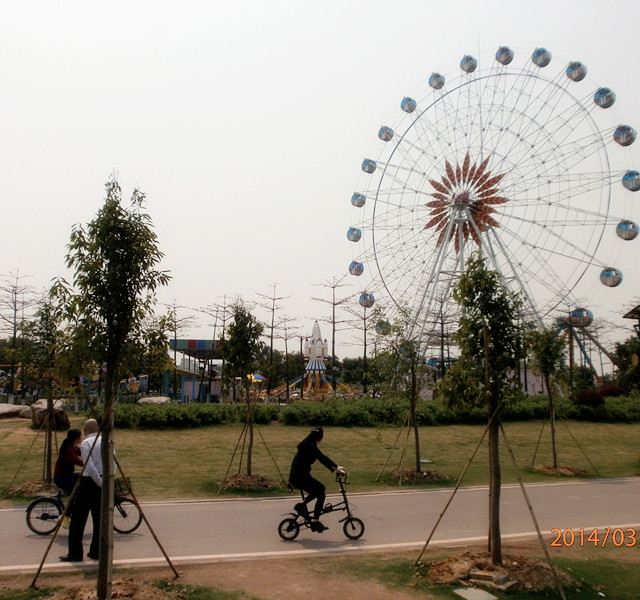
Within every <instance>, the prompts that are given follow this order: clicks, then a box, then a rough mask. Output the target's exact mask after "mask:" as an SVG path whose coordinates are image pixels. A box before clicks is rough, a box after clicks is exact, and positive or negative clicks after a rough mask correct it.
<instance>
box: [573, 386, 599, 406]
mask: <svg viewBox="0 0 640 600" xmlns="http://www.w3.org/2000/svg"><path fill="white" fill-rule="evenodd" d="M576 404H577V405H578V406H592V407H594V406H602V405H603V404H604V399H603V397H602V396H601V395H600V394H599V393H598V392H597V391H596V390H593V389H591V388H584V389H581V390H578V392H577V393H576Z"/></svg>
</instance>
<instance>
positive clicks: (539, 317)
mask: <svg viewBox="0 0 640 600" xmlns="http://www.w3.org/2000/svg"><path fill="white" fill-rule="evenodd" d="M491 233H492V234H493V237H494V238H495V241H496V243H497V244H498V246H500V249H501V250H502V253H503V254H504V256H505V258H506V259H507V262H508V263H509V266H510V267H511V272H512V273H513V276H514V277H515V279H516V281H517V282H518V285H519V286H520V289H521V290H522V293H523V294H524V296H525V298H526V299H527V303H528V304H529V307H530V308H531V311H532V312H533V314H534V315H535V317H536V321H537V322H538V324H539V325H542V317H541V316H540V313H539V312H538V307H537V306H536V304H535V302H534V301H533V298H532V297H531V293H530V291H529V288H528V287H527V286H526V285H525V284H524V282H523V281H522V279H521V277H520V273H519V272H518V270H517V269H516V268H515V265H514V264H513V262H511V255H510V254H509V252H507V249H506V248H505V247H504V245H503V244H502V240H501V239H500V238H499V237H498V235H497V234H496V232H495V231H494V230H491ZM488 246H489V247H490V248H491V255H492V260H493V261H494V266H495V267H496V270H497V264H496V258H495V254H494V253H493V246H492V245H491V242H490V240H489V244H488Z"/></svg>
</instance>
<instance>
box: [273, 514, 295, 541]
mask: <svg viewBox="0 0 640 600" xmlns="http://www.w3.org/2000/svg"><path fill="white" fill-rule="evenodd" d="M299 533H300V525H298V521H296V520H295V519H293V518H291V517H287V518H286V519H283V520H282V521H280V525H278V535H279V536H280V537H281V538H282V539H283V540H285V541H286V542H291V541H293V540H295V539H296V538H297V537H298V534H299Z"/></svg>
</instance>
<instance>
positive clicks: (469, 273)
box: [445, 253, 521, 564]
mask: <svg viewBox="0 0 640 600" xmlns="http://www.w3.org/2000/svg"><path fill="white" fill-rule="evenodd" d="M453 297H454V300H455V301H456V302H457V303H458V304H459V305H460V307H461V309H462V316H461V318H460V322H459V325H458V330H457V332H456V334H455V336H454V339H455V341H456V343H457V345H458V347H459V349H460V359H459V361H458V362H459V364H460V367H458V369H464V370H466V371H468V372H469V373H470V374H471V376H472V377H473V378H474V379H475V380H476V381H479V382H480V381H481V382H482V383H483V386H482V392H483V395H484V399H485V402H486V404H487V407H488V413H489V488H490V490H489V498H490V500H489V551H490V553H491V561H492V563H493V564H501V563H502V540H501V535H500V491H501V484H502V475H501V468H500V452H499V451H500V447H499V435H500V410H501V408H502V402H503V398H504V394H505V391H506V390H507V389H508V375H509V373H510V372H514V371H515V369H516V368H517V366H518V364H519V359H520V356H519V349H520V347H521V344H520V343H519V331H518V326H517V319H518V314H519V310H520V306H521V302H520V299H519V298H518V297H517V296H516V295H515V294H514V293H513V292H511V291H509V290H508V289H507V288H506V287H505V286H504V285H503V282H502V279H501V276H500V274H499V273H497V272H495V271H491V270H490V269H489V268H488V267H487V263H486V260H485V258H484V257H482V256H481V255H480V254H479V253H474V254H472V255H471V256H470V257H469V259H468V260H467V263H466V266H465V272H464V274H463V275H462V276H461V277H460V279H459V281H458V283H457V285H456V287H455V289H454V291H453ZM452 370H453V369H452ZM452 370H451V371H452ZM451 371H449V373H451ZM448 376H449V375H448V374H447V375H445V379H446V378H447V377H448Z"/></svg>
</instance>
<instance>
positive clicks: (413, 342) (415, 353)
········
Assigned task
All the data above is to be transcribed exactly, with no pictures included.

Answer to this problem
Within every <instance>, the prompts that are given follow this order: clicks, then a box, then a rough mask. Output the target's exact mask after "mask:" as an SVG path whose coordinates are image pixels. A box before clicks is rough, a box after clicks is exact, and positive or negative clicks after a rough mask correct it.
<instance>
box: [573, 386, 599, 406]
mask: <svg viewBox="0 0 640 600" xmlns="http://www.w3.org/2000/svg"><path fill="white" fill-rule="evenodd" d="M576 404H577V405H578V406H592V407H594V406H602V405H603V404H604V399H603V397H602V396H601V395H600V394H599V393H598V392H597V391H596V390H593V389H591V388H584V389H581V390H578V392H577V393H576Z"/></svg>
</instance>
<instance>
positive clicks: (539, 317)
mask: <svg viewBox="0 0 640 600" xmlns="http://www.w3.org/2000/svg"><path fill="white" fill-rule="evenodd" d="M491 233H492V234H493V237H494V238H495V241H496V243H497V244H498V246H500V249H501V250H502V253H503V254H504V256H505V258H506V259H507V262H508V263H509V266H510V267H511V272H512V273H513V276H514V277H515V279H516V281H517V282H518V285H519V286H520V289H521V290H522V293H523V294H524V296H525V298H526V299H527V303H528V304H529V307H530V308H531V311H532V312H533V314H534V315H535V317H536V321H537V322H538V324H539V325H542V317H541V316H540V313H539V312H538V307H537V306H536V304H535V302H534V301H533V298H532V297H531V293H530V291H529V288H528V287H527V286H526V285H525V284H524V282H523V281H522V279H521V277H520V273H519V272H518V270H517V269H516V268H515V265H514V264H513V262H511V255H510V254H509V252H507V249H506V248H505V247H504V245H503V244H502V240H501V239H500V238H499V237H498V235H497V234H496V232H495V231H494V230H491ZM488 246H489V247H490V248H491V255H492V260H493V261H494V266H495V267H496V270H497V264H496V258H495V254H494V253H493V246H492V245H491V242H490V240H489V244H488Z"/></svg>
</instance>
<instance>
box: [273, 514, 295, 541]
mask: <svg viewBox="0 0 640 600" xmlns="http://www.w3.org/2000/svg"><path fill="white" fill-rule="evenodd" d="M299 533H300V525H298V521H296V520H295V519H293V518H291V517H287V518H286V519H283V520H282V521H280V525H278V535H279V536H280V537H281V538H282V539H283V540H285V541H286V542H291V541H293V540H295V539H296V538H297V537H298V534H299Z"/></svg>
</instance>
<instance>
positive clicks: (469, 273)
box: [445, 253, 521, 564]
mask: <svg viewBox="0 0 640 600" xmlns="http://www.w3.org/2000/svg"><path fill="white" fill-rule="evenodd" d="M453 297H454V300H455V301H456V302H457V303H458V304H459V305H460V307H461V309H462V316H461V318H460V322H459V325H458V330H457V332H456V334H455V336H454V339H455V341H456V343H457V345H458V347H459V349H460V359H459V361H458V362H459V364H460V367H458V369H464V370H466V371H468V372H469V373H470V374H471V376H472V377H473V378H474V379H475V380H476V381H479V382H480V381H481V382H482V383H483V386H482V392H483V395H484V399H485V402H486V404H487V407H488V413H489V488H490V490H489V498H490V500H489V551H490V553H491V561H492V563H493V564H501V563H502V540H501V535H500V491H501V484H502V475H501V468H500V452H499V451H500V447H499V435H500V410H501V408H502V402H503V398H504V394H505V391H506V390H507V389H508V375H509V373H510V372H514V371H515V369H516V368H517V366H518V364H519V359H520V356H519V349H520V347H521V344H520V343H519V331H518V326H517V319H518V314H519V310H520V306H521V302H520V299H519V298H518V297H517V296H516V295H515V294H514V293H513V292H511V291H509V290H508V289H507V288H506V287H505V286H504V285H503V282H502V279H501V276H500V274H499V273H497V272H495V271H491V270H490V269H489V268H488V267H487V263H486V260H485V258H484V257H482V256H481V255H480V254H479V253H474V254H472V255H471V256H470V257H469V259H468V260H467V263H466V266H465V272H464V274H463V275H462V276H461V277H460V279H459V281H458V283H457V285H456V287H455V289H454V291H453ZM452 370H453V369H452ZM452 370H451V371H452ZM451 371H449V373H451ZM448 376H449V375H448V374H447V375H445V379H446V378H447V377H448Z"/></svg>
</instance>
<instance>
positive clicks: (413, 342) (415, 353)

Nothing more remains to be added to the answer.